- _Problems and tasks_
A: Answer these questions from the article on Oaktree and RedCat, putting each answer on its own line marked like its question.
(i) How much money is Oaktree injecting into RedCat?
(ii) Which parts of England will RedCat target?
(iii) In which years did Rooney Anand serve as chief executive of Greene King?
B: Reproduce word for word the part of the article on Oaktree and RedCat that begins with "RedCat will look" and continues through "going to recover'.".
C: Turn the paragraph of the article on Oaktree and RedCat that begins "Los Angeles-based Oaktree" into a short bulleted list that keeps its main facts.

- _Excerpt provided_
┌────────

Oaktree backs Rooney Anand’s £500m swoop on Britain’s pubs

Former Greene King chief's new venture aims to capitalise on pent-up demand from drinkers when Covid restrictions are eased

Rooney Anand
Former Greene King chief executive Rooney Anand

One of the world’s biggest investment firms is backing former Greene King boss Rooney Anand’s £500m swoop on Britain's beleaguered pub sector. 

Los Angeles-based Oaktree, famed for founder Howard Marks’ monthly investment memos with a near-$150bn (£110bn) portfolio, is providing the financial firepower behind RedCat Pub Company, The Telegraph can reveal. 

The pub sector ranks among the hardest hit by coronavirus with rolling lockdowns taking operators to the brink of collapse. 

Oaktree is injecting £200m into RedCat to capitalise on increased leisure spending once lockdown restrictions are eased and a surge in staycations. 

RedCat will look at buying either individual businesses or operators outright. It will target pubs in the south and east of England with a further £300m in debt funding expected to be raised.

Mr Anand said: “There is no set playbook. I am not trying to recreate Greene King. I see myself as someone who's investing in a sector that has been oversold, where people have taken cover and written it off and have been too quick to say: ‘It's not going to recover'.

“I’ve always been a strong believer in the great British pub. It has survived the Blitz, the Great Plague and the credit crunch - always bouncing back and taking its rightful place at the heart of the community. There will always be a market for a decent pub.”

Famed for its distressed investments, Oaktree has grown into one of the world’s most prominent asset managers. Mr Marks' monthly memos have attracted praise from the likes of fellow US investor Warren Buffett. 

“When I see memos from Howard Marks in my mail, they're the first thing I open and read,” Mr Buffett once said.

Oaktree’s UK investments include gym group FitnessFirst and estate agent Countrywide. 

As chief executive between 2005 and 2019, Mr Anand steered Greene King to safety after being hit by the smoking ban and the financial crisis in the mid-noughties.

He said in 2019: “We did five years’ worth of work in 18 months. You learn things from things that are hard, that are difficult; rather than things that seem to go really well, really easily.”

└────────

- _Extracted entries_

┌────────

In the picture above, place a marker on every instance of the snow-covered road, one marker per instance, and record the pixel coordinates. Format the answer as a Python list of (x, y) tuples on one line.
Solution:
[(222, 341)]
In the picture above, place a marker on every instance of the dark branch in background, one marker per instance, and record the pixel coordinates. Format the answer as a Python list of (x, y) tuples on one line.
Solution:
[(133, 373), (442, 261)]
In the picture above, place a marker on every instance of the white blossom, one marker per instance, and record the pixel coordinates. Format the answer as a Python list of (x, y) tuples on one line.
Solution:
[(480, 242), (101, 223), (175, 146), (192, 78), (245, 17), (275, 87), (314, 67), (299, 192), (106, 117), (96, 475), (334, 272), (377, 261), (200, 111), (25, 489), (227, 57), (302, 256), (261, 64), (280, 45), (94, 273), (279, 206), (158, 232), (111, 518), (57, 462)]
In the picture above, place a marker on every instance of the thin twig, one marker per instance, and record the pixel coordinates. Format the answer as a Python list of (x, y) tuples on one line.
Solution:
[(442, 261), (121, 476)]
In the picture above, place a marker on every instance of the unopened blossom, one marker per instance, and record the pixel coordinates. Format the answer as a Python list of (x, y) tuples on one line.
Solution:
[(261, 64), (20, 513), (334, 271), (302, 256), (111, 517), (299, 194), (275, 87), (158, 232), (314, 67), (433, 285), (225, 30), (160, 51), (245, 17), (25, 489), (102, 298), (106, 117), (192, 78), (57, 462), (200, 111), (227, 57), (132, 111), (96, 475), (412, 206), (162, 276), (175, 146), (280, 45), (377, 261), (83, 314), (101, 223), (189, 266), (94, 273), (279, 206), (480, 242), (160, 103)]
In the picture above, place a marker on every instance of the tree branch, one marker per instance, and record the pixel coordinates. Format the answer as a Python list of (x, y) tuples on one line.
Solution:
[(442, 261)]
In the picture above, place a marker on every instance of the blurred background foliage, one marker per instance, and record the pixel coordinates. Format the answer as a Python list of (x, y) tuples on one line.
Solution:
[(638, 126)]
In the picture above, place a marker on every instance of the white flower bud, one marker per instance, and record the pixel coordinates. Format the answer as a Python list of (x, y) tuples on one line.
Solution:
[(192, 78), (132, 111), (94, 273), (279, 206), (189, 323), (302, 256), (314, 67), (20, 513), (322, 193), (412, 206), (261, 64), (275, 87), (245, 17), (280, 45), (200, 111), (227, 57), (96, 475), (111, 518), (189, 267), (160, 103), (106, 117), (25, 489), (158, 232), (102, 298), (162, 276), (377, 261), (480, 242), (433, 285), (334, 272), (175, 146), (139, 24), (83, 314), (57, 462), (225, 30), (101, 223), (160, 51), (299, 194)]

└────────

- _Answers to each task_
A:
(i) £200m
(ii) The south and east of England
(iii) Between 2005 and 2019

B:
RedCat will look at buying either individual businesses or operators outright. It will target pubs in the south and east of England with a further £300m in debt funding expected to be raised.

Mr Anand said: “There is no set playbook. I am not trying to recreate Greene King. I see myself as someone who's investing in a sector that has been oversold, where people have taken cover and written it off and have been too quick to say: ‘It's not going to recover'.

C:
- Oaktree is based in Los Angeles.
- It is famed for founder Howard Marks' monthly investment memos.
- It has a portfolio of nearly $150bn (£110bn).
- It is providing the financial firepower behind RedCat Pub Company, as The Telegraph reports.